▸ WHAT IS BEING ASKED: There is material below. Print exactly the lines starting at the line with "positive clicks: (514, 422)" and ending at the line with "negative clicks: (301, 326) (295, 402)", ends included, and no others.

▸ PROVIDED MATERIAL:
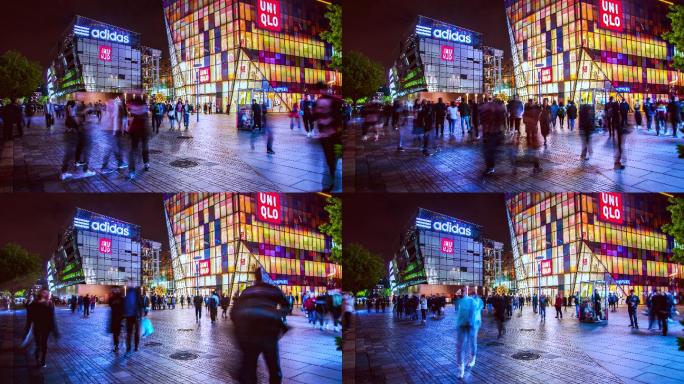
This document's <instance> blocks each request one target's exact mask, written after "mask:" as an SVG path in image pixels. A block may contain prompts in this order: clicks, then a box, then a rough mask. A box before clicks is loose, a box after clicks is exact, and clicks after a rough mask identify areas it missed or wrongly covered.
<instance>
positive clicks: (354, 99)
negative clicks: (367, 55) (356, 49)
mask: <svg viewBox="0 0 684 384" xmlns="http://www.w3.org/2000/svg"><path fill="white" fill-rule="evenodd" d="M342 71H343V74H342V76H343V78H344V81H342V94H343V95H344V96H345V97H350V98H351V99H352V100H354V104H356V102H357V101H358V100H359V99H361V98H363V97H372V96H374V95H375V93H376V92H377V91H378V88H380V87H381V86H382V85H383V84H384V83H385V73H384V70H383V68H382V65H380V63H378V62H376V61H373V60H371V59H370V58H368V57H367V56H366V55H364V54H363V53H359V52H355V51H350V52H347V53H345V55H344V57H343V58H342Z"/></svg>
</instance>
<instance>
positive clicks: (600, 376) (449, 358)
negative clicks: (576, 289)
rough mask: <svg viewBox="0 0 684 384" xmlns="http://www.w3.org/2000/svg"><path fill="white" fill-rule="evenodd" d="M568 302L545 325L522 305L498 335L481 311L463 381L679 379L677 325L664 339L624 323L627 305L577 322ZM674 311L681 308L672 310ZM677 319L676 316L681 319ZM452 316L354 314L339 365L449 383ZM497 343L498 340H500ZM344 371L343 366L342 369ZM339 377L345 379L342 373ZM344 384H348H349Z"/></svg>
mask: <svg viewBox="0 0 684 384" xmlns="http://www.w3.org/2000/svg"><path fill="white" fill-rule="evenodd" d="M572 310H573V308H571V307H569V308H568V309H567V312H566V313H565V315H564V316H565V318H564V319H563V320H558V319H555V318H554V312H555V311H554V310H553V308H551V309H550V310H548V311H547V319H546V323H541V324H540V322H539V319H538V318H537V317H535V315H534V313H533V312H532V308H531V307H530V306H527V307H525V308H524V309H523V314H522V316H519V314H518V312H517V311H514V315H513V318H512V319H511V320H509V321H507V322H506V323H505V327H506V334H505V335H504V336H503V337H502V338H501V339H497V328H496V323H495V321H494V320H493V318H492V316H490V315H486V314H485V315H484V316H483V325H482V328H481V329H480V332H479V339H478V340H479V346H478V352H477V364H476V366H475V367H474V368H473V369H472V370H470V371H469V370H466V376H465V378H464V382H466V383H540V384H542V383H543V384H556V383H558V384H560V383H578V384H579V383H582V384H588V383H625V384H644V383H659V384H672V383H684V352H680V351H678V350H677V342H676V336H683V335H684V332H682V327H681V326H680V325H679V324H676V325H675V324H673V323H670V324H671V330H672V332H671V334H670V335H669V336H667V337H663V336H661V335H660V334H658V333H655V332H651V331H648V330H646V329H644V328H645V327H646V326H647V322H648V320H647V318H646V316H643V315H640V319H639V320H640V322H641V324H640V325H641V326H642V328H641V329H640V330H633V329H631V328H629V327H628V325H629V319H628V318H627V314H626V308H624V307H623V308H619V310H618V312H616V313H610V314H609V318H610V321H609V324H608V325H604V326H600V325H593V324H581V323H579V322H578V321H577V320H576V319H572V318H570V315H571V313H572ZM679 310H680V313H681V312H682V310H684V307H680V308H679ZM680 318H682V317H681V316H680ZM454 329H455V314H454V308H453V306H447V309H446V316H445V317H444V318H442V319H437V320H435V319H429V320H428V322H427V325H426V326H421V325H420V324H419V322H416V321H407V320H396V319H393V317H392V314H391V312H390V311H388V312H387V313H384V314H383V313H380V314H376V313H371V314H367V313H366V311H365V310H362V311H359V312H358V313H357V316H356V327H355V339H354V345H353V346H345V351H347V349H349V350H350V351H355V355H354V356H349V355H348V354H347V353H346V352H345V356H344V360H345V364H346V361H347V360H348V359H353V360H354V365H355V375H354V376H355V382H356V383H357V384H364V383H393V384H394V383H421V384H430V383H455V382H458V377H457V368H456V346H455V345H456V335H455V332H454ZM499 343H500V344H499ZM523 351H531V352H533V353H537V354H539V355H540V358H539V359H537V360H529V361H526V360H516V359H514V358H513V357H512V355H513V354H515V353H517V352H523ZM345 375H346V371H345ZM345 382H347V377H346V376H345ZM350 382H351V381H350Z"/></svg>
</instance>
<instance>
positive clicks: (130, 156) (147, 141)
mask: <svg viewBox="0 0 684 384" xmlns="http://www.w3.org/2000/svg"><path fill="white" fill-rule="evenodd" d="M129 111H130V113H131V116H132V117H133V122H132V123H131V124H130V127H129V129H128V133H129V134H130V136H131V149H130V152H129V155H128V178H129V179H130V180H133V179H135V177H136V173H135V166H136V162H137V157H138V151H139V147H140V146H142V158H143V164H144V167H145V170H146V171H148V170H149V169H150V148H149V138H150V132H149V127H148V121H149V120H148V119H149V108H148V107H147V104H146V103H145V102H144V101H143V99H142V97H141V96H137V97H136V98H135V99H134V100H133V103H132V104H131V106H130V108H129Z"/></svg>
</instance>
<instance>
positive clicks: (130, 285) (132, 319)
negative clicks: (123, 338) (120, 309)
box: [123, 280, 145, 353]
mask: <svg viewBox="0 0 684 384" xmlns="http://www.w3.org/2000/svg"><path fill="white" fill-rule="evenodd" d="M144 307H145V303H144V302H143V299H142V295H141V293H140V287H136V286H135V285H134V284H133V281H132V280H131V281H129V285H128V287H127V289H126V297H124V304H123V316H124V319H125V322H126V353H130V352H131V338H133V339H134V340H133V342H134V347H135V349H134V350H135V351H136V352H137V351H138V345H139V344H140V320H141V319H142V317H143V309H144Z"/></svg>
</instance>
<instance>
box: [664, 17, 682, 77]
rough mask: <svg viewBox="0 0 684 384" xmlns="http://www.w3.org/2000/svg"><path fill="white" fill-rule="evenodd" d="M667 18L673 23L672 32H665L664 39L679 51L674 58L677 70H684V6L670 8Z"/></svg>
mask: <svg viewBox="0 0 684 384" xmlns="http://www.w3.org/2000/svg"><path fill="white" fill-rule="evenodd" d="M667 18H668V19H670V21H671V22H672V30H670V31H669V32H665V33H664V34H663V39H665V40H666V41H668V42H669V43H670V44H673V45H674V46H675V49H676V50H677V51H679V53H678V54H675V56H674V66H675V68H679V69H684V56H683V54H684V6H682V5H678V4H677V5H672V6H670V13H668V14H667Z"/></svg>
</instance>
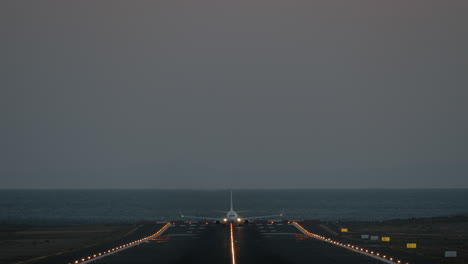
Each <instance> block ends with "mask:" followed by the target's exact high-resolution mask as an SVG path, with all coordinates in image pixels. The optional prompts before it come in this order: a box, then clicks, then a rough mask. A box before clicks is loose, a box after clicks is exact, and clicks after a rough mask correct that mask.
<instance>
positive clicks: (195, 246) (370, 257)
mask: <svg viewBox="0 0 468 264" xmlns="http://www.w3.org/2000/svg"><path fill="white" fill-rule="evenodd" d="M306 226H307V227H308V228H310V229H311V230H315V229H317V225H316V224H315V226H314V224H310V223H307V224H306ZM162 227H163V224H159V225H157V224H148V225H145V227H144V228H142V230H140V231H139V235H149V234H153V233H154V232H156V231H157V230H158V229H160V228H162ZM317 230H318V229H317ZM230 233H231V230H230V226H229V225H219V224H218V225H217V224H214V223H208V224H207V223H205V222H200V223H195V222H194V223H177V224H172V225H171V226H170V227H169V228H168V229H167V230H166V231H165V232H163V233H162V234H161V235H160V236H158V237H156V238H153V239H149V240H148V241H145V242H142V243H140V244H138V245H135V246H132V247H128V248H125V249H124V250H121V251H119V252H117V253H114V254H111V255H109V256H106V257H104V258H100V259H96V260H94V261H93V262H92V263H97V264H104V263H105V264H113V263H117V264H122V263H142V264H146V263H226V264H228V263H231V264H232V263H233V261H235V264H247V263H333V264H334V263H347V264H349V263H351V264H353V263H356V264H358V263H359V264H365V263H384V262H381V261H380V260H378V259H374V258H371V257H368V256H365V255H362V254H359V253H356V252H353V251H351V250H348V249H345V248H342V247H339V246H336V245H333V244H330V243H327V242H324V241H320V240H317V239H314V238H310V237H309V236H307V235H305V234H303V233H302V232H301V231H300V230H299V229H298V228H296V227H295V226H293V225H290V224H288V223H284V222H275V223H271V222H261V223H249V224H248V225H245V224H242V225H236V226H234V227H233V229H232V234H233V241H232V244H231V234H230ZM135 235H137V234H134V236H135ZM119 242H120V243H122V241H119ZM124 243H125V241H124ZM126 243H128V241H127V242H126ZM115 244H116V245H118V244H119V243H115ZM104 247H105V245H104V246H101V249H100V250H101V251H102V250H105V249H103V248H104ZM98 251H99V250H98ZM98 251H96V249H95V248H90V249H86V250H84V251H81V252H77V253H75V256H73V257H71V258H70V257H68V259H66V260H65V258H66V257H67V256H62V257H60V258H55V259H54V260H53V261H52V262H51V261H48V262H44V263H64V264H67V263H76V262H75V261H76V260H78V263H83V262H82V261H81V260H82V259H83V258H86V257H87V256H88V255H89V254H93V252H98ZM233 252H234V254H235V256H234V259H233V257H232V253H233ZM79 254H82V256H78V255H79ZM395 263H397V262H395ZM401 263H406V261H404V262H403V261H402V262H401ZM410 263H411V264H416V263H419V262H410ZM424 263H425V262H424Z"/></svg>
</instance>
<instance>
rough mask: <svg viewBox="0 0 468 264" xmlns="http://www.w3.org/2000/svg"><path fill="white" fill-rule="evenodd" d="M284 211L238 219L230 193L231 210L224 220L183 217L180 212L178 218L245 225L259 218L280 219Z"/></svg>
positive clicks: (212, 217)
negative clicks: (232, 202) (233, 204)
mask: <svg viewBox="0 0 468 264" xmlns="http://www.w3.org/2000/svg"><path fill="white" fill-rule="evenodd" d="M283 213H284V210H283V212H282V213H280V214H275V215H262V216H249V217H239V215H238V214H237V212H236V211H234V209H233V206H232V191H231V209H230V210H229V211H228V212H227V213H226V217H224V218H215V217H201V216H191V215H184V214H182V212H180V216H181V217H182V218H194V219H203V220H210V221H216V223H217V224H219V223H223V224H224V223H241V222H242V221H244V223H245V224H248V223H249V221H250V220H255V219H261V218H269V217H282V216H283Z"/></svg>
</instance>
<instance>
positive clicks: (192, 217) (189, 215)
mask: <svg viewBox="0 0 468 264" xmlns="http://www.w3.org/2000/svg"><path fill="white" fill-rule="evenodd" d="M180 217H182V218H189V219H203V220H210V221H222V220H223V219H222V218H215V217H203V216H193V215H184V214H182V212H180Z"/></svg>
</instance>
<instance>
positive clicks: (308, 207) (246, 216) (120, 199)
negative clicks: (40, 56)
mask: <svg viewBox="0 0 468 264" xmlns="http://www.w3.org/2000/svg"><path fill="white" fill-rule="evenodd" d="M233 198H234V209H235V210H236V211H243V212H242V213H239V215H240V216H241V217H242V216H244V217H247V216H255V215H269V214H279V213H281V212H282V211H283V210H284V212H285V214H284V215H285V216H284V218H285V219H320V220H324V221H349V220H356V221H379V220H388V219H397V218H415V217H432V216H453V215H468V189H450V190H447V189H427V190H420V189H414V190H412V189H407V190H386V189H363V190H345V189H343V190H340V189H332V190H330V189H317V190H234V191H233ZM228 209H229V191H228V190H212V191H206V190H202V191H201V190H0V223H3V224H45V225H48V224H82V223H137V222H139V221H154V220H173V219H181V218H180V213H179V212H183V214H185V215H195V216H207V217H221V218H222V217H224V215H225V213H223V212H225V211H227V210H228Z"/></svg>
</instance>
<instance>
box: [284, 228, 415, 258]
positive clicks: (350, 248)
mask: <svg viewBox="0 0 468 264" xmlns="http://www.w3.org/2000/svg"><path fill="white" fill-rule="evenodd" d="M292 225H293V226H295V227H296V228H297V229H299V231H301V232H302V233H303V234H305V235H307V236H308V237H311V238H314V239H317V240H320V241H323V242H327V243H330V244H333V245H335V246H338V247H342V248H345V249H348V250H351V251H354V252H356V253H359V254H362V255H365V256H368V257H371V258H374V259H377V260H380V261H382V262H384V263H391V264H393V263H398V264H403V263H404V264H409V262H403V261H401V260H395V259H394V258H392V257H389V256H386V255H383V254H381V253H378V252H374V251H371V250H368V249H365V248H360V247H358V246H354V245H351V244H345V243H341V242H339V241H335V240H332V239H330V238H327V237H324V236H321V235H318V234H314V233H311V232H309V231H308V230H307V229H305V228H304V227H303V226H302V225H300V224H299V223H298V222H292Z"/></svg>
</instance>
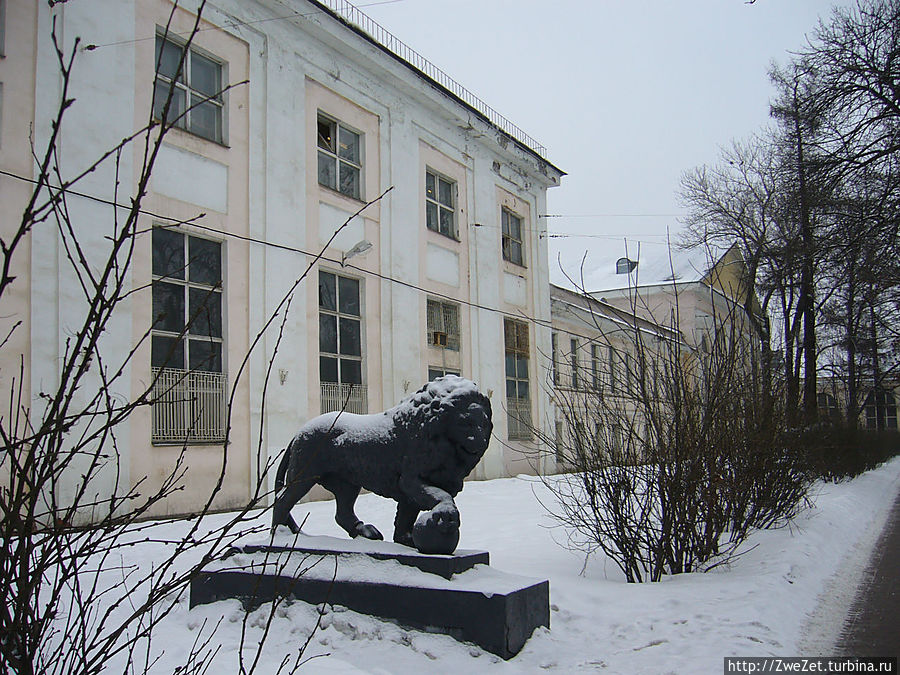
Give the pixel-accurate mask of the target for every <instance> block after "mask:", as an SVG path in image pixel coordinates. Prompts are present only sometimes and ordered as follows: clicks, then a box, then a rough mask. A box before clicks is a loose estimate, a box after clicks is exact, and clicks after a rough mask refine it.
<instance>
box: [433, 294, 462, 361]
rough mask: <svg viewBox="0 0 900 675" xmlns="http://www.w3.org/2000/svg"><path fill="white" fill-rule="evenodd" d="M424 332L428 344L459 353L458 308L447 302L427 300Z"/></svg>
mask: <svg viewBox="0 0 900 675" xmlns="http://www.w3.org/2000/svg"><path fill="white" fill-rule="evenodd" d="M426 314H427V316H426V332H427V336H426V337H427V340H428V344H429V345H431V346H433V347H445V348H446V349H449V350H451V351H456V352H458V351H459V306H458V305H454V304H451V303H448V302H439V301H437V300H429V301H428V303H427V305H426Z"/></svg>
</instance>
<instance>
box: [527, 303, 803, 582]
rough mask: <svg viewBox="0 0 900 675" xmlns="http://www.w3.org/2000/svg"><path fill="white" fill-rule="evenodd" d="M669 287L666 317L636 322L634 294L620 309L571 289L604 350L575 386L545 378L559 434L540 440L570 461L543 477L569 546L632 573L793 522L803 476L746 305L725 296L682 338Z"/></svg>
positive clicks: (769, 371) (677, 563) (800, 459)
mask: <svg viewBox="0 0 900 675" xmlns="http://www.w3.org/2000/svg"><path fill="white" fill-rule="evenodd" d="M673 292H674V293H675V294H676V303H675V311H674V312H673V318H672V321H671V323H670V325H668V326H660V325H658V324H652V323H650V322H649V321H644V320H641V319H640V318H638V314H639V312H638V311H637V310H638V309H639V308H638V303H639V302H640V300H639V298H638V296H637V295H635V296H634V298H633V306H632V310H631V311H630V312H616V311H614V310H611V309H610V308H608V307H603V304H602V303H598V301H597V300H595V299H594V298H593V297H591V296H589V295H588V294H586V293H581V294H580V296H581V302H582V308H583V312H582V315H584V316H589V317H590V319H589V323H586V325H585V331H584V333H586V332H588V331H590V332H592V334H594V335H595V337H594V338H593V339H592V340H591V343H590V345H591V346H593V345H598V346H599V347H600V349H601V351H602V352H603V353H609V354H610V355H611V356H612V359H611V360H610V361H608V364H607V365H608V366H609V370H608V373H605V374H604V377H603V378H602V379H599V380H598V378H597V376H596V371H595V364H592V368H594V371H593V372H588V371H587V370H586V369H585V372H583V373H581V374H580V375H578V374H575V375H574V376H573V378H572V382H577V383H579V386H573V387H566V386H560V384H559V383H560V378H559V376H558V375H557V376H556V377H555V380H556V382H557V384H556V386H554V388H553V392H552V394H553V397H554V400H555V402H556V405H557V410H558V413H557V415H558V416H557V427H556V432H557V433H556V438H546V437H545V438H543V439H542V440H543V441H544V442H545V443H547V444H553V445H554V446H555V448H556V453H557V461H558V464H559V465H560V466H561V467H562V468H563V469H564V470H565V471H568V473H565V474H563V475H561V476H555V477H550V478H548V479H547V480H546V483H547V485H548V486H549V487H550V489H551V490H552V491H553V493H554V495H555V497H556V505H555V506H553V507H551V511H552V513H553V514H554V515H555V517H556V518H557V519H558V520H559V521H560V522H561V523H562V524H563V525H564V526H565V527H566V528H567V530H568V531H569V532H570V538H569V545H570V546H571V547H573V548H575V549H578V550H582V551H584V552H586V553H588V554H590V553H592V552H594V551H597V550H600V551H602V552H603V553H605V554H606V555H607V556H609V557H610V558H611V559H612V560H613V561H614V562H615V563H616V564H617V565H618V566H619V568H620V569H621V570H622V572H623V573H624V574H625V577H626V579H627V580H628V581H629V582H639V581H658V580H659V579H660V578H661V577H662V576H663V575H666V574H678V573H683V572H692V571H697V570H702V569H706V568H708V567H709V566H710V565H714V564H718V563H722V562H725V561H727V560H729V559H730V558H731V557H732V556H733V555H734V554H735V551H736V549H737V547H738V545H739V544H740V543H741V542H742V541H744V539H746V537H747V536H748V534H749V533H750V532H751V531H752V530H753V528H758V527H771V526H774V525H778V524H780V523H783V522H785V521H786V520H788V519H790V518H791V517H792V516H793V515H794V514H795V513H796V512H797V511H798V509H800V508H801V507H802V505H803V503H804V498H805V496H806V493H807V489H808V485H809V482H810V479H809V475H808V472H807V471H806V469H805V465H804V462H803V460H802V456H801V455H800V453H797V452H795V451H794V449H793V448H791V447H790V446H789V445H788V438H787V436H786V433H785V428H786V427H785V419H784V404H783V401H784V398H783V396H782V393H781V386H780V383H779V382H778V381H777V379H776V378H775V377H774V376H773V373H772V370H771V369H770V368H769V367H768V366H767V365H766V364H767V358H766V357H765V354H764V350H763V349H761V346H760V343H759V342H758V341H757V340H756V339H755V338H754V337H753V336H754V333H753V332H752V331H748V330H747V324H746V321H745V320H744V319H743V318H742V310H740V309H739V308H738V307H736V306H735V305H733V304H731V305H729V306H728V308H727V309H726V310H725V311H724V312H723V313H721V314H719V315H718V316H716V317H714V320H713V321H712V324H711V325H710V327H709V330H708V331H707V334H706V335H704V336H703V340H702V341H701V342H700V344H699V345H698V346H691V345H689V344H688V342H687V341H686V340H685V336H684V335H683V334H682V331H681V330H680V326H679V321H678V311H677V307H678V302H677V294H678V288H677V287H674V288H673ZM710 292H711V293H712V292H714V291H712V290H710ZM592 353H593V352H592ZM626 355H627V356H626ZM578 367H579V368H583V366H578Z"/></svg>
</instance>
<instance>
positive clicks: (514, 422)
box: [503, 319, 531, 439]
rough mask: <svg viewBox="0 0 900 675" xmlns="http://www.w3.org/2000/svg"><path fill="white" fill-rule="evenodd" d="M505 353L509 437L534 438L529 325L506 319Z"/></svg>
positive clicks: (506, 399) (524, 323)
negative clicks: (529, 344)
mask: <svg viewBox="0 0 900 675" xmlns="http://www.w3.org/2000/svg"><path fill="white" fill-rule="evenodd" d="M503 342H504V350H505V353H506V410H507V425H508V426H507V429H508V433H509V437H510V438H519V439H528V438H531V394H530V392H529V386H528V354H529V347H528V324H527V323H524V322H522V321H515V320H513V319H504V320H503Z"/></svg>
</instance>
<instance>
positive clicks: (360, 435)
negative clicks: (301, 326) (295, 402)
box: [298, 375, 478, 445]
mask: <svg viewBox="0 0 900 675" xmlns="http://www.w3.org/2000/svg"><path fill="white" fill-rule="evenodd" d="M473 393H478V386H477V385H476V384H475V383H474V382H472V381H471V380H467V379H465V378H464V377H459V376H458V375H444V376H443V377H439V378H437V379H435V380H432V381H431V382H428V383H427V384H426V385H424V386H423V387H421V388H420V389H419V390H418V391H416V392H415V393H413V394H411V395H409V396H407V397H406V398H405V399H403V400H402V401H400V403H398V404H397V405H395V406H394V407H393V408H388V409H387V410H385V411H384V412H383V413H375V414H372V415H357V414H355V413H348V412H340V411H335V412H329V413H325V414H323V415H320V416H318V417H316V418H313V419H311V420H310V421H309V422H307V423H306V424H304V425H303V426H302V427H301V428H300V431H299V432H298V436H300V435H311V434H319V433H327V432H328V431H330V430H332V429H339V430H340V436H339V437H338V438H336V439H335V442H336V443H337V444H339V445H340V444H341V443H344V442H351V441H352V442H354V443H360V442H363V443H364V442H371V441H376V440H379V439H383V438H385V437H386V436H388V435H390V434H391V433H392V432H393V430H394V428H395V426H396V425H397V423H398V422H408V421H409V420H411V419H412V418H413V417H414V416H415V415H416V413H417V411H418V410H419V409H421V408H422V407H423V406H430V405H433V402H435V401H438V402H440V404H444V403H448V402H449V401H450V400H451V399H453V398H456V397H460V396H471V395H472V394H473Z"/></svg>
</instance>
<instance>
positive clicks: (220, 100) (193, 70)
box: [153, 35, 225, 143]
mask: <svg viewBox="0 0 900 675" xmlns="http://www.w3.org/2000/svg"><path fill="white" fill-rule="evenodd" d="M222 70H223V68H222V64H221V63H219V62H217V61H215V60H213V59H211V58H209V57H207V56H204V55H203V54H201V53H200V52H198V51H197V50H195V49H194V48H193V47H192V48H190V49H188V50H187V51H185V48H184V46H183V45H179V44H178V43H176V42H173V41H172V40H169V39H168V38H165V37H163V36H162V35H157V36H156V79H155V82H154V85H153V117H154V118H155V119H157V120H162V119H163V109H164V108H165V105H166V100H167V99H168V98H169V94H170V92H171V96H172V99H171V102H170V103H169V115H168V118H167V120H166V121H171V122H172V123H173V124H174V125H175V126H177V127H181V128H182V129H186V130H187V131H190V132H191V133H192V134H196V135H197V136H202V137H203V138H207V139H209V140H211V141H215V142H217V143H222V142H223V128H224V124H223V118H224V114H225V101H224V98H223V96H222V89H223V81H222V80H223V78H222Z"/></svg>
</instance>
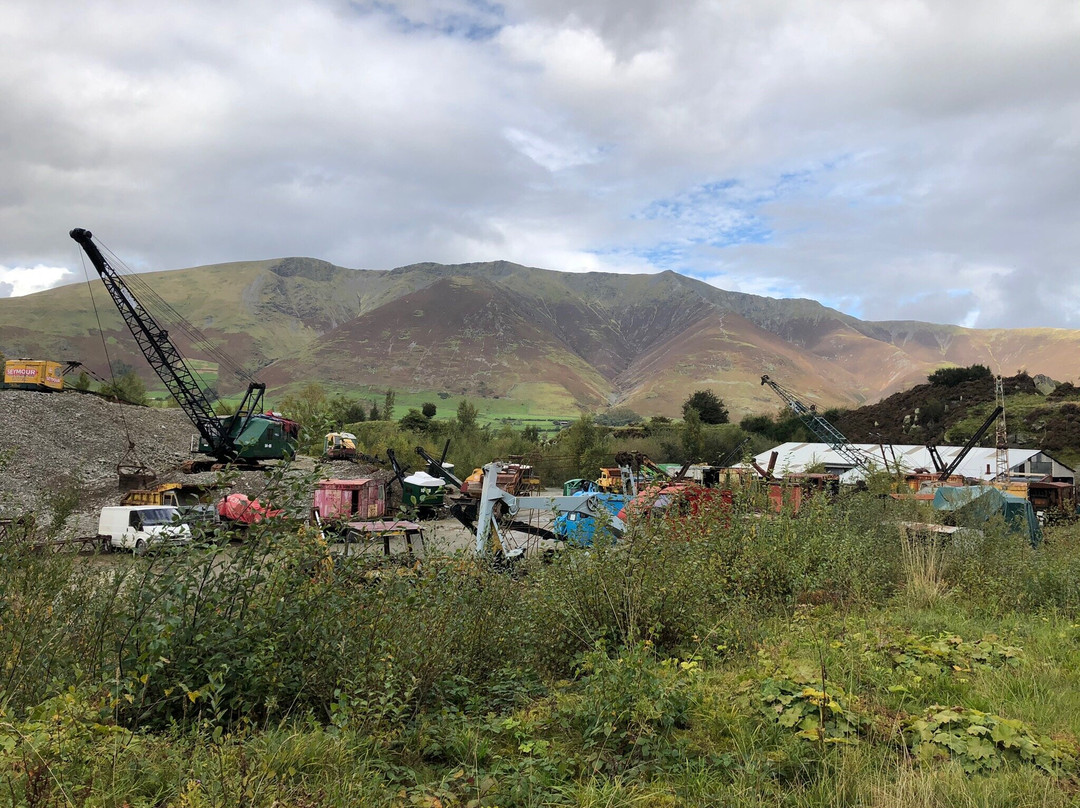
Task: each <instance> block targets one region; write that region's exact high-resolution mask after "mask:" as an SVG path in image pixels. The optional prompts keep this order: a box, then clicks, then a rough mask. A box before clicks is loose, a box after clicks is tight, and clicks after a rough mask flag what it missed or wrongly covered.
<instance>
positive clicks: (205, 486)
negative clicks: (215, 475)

▸ RESPONSE TO THE EXERCISE:
positive clicks: (514, 422)
box: [503, 319, 531, 439]
rough mask: <svg viewBox="0 0 900 675" xmlns="http://www.w3.org/2000/svg"><path fill="white" fill-rule="evenodd" d="M505 353L509 437L534 438L529 325L506 319Z"/></svg>
positive clicks: (506, 399) (524, 323)
negative clicks: (529, 344)
mask: <svg viewBox="0 0 900 675" xmlns="http://www.w3.org/2000/svg"><path fill="white" fill-rule="evenodd" d="M503 342H504V350H505V353H506V410H507V425H508V426H507V429H508V433H509V437H510V438H519V439H528V438H531V394H530V392H529V386H528V354H529V347H528V324H527V323H524V322H522V321H515V320H513V319H504V320H503Z"/></svg>
</instance>
<instance>
positive clicks: (360, 435)
negative clicks: (301, 326) (295, 402)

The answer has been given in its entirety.